WORK ITEM: State, as a single number, how many lines in the data below contain "bare".

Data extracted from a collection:
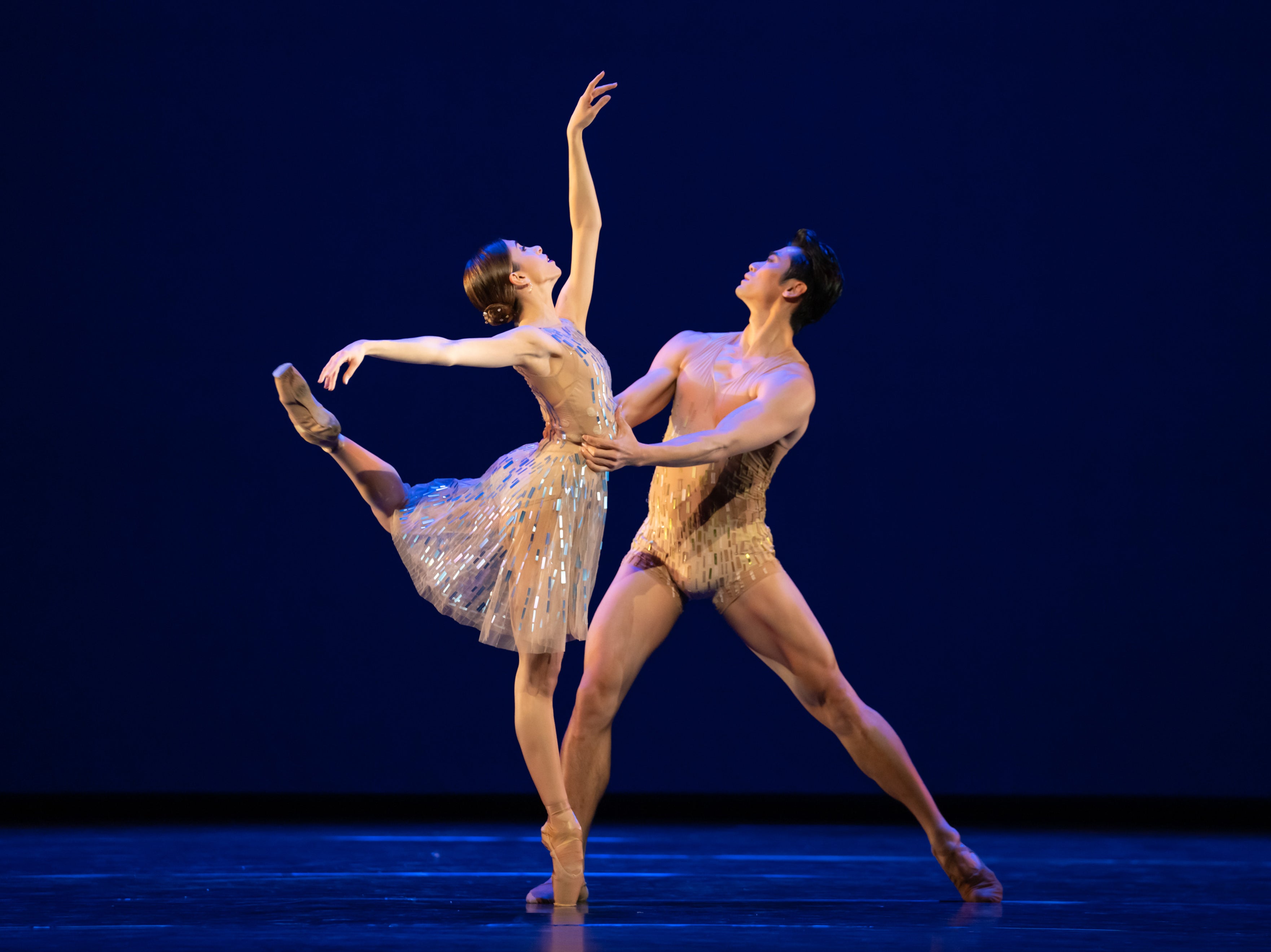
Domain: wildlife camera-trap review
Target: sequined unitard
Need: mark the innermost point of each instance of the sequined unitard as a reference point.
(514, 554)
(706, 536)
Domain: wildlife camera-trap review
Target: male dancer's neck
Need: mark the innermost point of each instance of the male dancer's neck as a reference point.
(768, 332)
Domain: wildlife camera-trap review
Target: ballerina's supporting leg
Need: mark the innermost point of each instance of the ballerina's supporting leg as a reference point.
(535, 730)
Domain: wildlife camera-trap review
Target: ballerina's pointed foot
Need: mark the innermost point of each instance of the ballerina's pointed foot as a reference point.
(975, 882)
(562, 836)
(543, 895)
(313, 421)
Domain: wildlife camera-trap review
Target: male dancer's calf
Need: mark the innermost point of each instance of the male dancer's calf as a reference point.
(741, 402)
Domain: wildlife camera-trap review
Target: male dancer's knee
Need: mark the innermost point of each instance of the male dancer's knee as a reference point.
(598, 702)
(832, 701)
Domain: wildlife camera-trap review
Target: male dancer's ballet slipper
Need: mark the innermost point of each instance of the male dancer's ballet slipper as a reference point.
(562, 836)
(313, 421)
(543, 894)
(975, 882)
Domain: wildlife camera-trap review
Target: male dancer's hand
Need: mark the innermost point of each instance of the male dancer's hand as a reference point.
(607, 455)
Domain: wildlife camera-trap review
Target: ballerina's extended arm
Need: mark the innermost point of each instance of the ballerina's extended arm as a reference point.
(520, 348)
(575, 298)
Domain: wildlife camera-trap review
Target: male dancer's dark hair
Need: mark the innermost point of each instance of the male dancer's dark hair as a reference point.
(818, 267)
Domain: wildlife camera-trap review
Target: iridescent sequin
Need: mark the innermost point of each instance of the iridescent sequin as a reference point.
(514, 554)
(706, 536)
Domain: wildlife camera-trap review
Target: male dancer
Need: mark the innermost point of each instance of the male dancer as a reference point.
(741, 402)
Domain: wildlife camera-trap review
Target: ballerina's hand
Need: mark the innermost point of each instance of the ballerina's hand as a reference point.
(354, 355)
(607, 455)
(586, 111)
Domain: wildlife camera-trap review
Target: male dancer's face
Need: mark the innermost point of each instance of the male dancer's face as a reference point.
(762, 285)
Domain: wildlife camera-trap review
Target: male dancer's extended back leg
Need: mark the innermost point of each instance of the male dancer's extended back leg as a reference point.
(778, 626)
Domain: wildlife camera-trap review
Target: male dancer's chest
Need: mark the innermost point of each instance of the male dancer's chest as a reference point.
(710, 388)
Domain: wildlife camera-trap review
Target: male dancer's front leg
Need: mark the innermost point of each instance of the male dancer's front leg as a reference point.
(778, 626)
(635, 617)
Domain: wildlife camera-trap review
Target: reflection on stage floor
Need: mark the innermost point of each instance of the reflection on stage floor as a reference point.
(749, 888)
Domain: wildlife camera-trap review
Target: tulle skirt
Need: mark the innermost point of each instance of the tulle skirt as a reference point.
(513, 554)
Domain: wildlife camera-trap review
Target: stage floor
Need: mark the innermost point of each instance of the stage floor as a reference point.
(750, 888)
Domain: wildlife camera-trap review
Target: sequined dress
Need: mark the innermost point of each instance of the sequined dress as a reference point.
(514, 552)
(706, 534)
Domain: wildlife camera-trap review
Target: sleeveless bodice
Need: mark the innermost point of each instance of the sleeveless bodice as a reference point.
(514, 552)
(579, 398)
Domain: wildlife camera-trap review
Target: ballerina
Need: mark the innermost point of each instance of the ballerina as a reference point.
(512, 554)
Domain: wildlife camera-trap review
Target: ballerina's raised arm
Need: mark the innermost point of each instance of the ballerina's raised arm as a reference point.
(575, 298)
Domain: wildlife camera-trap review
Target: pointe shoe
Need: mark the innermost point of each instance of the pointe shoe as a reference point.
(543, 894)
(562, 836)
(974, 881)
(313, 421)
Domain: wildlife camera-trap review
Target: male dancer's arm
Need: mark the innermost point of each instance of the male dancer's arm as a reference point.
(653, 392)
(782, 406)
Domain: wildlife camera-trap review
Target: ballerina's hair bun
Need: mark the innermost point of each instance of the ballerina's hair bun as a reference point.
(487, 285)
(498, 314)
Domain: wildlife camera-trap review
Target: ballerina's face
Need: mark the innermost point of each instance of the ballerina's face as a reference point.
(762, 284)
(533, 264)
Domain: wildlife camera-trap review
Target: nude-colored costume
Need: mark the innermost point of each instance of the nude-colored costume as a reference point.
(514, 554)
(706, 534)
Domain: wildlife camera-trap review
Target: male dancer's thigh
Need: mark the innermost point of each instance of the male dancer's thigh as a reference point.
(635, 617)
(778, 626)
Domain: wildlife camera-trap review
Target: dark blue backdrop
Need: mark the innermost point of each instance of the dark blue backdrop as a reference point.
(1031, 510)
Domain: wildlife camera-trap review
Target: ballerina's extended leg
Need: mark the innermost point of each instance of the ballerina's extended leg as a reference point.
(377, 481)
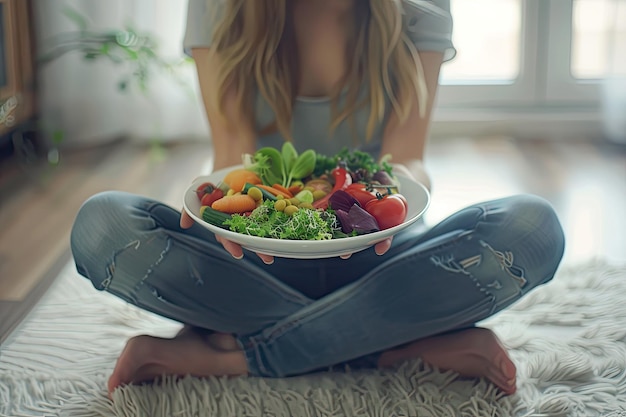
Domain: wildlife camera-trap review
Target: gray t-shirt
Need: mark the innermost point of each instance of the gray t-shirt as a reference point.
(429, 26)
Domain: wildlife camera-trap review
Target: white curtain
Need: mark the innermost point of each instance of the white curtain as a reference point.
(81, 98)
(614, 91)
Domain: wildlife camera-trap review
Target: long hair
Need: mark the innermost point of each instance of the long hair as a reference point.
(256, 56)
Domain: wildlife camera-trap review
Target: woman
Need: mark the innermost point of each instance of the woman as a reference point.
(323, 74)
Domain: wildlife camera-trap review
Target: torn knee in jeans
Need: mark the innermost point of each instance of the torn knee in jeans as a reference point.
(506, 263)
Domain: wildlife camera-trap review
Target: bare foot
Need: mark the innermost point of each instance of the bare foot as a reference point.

ANSWER FOR THE TASK: 2